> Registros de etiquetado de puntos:
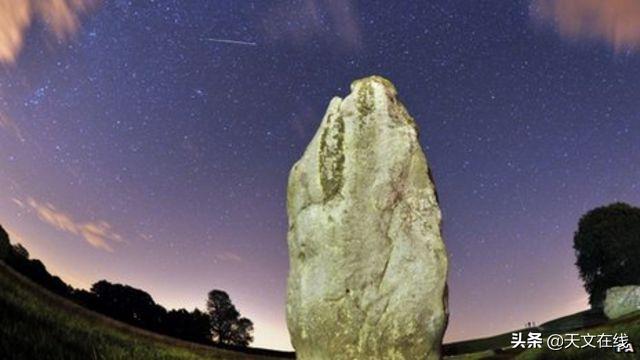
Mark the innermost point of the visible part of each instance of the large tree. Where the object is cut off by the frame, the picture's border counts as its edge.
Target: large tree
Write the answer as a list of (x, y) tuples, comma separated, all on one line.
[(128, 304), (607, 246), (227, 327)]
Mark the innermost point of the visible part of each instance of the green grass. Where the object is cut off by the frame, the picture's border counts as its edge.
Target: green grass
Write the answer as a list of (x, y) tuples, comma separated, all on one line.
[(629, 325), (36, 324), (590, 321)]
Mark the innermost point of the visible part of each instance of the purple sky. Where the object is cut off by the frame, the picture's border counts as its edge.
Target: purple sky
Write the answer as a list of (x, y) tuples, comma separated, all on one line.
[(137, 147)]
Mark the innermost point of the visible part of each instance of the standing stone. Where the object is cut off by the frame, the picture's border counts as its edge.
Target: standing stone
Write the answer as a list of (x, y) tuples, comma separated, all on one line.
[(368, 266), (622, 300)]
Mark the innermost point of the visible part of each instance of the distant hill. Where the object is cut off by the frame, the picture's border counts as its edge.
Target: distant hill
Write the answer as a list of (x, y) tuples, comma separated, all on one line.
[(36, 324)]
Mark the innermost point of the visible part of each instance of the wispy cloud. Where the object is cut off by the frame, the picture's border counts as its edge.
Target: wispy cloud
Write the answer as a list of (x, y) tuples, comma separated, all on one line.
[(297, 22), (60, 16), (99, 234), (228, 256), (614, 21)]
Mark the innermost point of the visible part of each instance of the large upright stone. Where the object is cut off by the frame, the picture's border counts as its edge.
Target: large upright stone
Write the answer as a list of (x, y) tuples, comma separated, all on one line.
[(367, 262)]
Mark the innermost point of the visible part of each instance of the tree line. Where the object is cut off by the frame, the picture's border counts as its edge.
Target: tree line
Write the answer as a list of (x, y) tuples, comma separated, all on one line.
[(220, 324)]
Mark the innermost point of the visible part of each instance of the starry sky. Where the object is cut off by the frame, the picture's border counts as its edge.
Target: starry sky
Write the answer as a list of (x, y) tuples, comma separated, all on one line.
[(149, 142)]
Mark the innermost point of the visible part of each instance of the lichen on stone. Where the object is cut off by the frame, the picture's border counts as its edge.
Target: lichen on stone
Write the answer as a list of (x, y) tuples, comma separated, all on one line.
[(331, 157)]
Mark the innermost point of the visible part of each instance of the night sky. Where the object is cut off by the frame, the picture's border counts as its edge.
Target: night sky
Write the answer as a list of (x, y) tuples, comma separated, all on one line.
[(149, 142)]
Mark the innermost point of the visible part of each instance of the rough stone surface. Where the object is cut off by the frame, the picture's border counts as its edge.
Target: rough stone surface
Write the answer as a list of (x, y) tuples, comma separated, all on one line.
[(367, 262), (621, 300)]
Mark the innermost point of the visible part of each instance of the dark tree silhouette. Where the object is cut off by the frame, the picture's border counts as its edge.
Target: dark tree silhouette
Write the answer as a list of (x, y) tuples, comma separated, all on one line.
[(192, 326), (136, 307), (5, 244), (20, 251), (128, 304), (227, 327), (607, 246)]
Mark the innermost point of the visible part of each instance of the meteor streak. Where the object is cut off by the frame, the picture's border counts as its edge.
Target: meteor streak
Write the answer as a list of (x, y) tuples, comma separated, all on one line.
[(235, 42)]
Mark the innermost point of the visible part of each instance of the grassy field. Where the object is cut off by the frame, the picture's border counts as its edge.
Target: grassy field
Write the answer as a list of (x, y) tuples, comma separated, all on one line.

> En qué consiste:
Transcribe sin cambios las líneas de los registros: empieza en la línea que contiene "of the lichen" y termina después de la que contiene "327), (607, 246)]".

> Solución detallada:
Mark the innermost point of the visible part of each instance of the lichen on stone. Where the object is cut off by the frame, the picture's border counts as its edge.
Target: lichen on stone
Write the answer as a list of (x, y) tuples, comma separated, all on one line.
[(331, 157)]
Mark the innermost point of the visible part of each instance of the night sky. Where the object is cut off by the frame, the picture's border counts as its edge.
Target: night sky
Write the answer as a list of (x, y) tuples, comma separated, all on one line.
[(149, 142)]
Mark the innermost point of the visible part of each instance of the rough stone surface. Where the object is cut off by the frame, the picture's border counts as its edge.
Target: rough stone surface
Write the answer as a list of (x, y) tuples, comma separated, all on one line.
[(367, 262), (621, 300)]
Mark the innermost point of the visible part of each instance of the dark tree silhouette. Where the object is cut off by the frame, the picture's border counts as its edge.
Target: dark tree silhouette
Write the answer as a list of (x, y) tuples, comma separated, all on one line.
[(192, 326), (136, 307), (5, 244), (20, 251), (128, 304), (227, 327), (607, 246)]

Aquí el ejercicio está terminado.